### Source material

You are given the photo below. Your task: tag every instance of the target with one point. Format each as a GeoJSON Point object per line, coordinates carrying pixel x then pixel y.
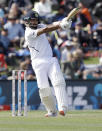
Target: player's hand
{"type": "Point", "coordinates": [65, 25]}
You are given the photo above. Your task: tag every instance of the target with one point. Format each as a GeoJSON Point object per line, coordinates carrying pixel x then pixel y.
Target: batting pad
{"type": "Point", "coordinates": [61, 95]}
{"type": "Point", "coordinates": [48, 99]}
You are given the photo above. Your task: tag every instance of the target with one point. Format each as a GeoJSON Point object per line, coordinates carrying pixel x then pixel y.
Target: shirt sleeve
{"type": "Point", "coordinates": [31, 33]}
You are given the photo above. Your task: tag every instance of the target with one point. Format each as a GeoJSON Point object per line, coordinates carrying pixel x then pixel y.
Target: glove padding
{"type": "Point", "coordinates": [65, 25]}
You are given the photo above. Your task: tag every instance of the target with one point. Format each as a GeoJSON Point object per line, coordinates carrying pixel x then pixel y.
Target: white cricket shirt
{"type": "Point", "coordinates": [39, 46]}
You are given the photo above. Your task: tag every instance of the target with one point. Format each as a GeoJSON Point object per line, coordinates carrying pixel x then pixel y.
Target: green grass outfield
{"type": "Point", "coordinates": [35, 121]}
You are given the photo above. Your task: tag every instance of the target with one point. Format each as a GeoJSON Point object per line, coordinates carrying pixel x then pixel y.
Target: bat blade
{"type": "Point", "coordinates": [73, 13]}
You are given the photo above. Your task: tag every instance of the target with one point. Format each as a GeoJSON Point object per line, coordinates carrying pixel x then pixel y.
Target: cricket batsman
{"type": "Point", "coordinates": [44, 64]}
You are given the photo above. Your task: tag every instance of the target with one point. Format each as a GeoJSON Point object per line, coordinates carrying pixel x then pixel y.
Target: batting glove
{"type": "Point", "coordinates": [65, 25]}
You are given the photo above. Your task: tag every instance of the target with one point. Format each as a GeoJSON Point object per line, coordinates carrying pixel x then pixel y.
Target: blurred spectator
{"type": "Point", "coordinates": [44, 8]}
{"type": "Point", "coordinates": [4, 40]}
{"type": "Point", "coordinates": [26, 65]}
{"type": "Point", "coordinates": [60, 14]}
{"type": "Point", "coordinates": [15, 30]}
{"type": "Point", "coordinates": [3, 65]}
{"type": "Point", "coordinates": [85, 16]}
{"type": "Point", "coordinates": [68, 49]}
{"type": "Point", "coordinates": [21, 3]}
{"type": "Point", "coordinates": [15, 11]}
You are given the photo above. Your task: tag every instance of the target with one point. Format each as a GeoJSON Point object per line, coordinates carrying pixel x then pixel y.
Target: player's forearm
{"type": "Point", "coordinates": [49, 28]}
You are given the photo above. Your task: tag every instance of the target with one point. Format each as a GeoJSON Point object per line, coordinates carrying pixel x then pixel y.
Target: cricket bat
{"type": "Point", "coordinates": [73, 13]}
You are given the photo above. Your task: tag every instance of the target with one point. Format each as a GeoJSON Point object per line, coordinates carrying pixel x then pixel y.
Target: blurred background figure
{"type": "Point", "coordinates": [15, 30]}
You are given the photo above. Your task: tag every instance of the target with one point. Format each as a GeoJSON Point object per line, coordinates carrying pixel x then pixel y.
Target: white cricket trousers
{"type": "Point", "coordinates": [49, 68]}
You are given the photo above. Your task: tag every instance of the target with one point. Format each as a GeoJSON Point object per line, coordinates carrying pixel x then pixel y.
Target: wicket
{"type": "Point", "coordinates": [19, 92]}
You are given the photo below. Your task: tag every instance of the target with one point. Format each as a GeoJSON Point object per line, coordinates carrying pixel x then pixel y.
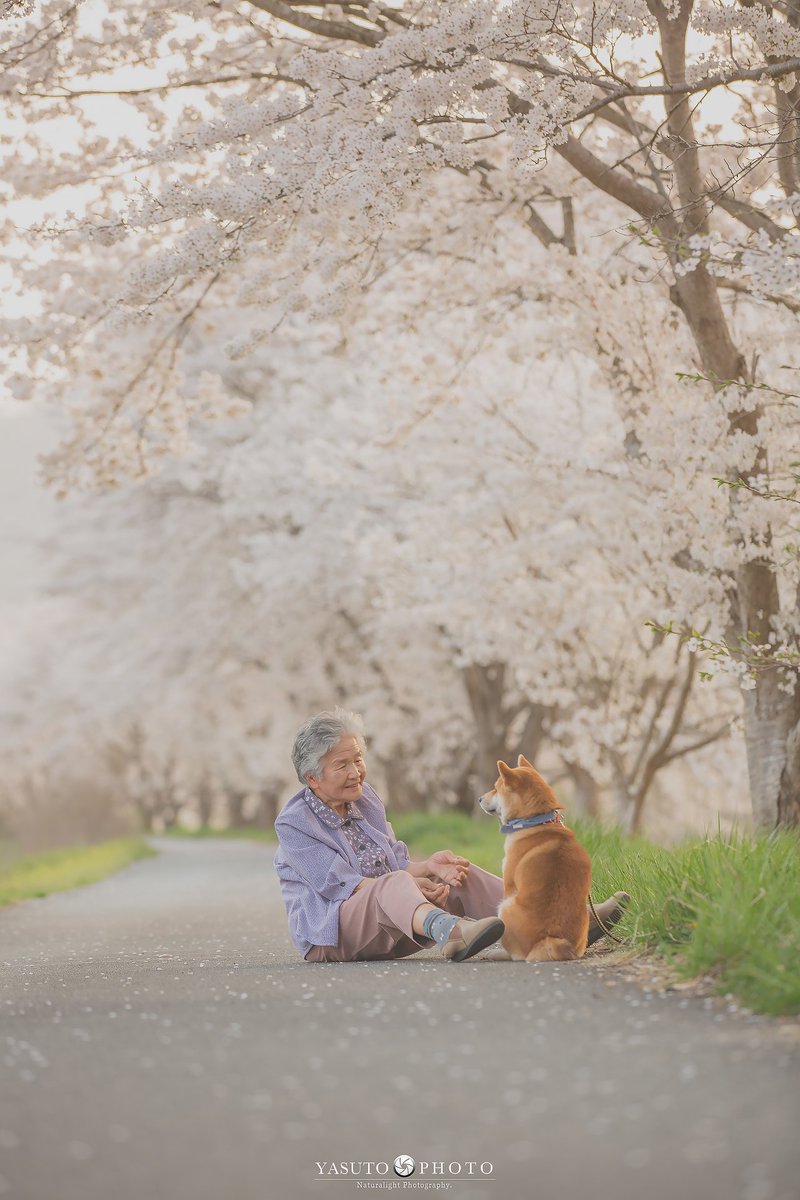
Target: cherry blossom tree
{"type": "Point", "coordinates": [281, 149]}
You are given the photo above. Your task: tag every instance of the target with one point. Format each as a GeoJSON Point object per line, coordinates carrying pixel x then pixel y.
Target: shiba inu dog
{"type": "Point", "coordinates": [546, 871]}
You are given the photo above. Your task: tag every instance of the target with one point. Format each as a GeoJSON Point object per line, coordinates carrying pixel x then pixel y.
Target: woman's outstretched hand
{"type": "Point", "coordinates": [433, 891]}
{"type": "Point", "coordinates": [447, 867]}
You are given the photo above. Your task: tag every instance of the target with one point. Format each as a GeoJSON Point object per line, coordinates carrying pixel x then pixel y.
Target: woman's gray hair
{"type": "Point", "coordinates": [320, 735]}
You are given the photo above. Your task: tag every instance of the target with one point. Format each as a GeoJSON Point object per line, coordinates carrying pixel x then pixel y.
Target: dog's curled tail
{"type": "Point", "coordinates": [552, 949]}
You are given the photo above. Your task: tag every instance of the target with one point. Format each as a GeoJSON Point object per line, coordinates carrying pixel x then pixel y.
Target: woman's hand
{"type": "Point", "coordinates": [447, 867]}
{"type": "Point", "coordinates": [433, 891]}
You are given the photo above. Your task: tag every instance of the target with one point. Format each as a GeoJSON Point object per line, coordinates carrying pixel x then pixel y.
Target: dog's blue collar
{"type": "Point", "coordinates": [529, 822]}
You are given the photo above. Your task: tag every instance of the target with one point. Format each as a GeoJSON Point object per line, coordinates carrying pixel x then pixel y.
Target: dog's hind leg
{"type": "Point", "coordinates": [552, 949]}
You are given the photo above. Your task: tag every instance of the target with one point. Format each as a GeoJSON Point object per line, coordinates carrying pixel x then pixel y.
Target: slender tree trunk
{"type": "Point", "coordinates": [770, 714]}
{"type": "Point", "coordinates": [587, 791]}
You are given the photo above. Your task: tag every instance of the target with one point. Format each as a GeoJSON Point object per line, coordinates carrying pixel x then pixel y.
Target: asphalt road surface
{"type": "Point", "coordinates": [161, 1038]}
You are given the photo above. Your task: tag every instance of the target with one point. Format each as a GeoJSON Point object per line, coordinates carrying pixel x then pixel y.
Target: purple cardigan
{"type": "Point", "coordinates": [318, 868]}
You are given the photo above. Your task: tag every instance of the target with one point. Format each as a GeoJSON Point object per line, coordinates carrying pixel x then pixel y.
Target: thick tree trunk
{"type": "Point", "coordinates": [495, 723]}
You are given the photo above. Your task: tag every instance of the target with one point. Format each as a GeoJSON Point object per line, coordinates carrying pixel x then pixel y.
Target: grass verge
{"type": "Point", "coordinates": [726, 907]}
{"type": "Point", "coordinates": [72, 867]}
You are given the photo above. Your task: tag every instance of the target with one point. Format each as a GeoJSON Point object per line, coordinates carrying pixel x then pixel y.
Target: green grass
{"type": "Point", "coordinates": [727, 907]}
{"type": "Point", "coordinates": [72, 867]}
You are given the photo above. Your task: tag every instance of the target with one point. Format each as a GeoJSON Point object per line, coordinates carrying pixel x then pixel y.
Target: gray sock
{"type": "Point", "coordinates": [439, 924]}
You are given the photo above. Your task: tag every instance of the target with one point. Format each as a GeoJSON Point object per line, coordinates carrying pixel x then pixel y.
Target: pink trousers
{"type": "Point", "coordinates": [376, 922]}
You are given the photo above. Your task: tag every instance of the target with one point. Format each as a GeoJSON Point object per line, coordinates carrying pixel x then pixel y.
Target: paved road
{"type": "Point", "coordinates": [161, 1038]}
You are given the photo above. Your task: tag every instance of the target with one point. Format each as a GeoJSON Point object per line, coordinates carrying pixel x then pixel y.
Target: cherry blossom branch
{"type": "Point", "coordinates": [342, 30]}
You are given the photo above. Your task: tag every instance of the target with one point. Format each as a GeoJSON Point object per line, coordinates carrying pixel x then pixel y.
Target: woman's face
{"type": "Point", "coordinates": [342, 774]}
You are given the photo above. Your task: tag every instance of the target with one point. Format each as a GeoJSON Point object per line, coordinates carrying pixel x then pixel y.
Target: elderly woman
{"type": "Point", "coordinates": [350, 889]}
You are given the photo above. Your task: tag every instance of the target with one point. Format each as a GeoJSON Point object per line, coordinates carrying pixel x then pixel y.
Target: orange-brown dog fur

### Work order
Write out, word for word, the line containing "Target: pink trousers" and all the lines after it in the entries above, and nothing more.

### Exercise answer
Target: pink trousers
{"type": "Point", "coordinates": [376, 922]}
You are given the photo above. Your task: tag every instance of the target with one point. Format each as a GeoJSON Point object per line, coordinates carrying pixel x then pixel y.
Target: paved road
{"type": "Point", "coordinates": [161, 1038]}
You are given the photo above. Your task: tag every instance of the target with one point. Format each as a GeoJSON Point object per line, coordinates carrying pixel x then pixel y.
Target: cherry blossom branch
{"type": "Point", "coordinates": [342, 30]}
You are given the photo above. Your task: tag every instance of the target with one point. Format each as a GeoJSON Point object per line, coordinates carrying pixel x then pixel y.
Target: woman's face
{"type": "Point", "coordinates": [342, 774]}
You are given the photo above. Your task: tag every instance of the target with one point. Format each as a GeoJSON Point object per line, coordinates carrying pixel x then pixel y.
Target: elderly woman
{"type": "Point", "coordinates": [350, 889]}
You are given the photo above. Your task: tag every instance of the target with one point. Format each as a GeoJSON Point object per line, coordinates carrying pixel x then pixel y.
Target: orange-brown dog fur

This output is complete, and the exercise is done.